** REQUIRED WORK **
What is needed is every line, exactly as given, from the line containing "In this picture, where can the striped" through the end of the data below.

** GIVEN DATA **
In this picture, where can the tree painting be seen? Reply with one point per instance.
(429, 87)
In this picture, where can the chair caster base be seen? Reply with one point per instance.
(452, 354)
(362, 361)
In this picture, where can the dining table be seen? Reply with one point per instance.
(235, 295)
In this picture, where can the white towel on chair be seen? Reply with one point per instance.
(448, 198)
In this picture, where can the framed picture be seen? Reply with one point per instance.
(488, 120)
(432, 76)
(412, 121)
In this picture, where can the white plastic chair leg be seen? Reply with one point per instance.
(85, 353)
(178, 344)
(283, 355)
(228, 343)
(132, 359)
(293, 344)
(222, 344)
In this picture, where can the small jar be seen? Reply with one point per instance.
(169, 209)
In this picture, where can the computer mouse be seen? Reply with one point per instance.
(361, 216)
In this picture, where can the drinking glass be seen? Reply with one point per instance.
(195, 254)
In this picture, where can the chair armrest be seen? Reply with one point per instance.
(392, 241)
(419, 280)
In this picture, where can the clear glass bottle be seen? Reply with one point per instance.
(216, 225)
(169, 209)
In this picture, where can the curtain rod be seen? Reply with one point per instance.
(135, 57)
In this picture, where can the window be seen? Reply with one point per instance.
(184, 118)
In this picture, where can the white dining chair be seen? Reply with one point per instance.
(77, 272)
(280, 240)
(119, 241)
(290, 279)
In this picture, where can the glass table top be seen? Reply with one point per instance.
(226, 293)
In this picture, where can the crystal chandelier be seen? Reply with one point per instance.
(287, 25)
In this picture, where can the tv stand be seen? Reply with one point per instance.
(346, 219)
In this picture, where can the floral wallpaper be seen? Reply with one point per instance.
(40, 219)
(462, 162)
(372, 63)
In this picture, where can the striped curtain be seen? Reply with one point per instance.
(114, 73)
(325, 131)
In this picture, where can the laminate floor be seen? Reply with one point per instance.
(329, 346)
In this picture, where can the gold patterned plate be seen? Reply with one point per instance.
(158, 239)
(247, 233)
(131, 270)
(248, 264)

** RESPONSE **
In this picture, where can the striped curtain be seen? Reply with one point per instance.
(114, 73)
(325, 131)
In this picture, where can the laminate floor be seen? Reply with one point per instance.
(329, 346)
In this picture, where can the gold patterned plate be seen? Reply with one point per instance.
(158, 239)
(247, 233)
(131, 270)
(248, 264)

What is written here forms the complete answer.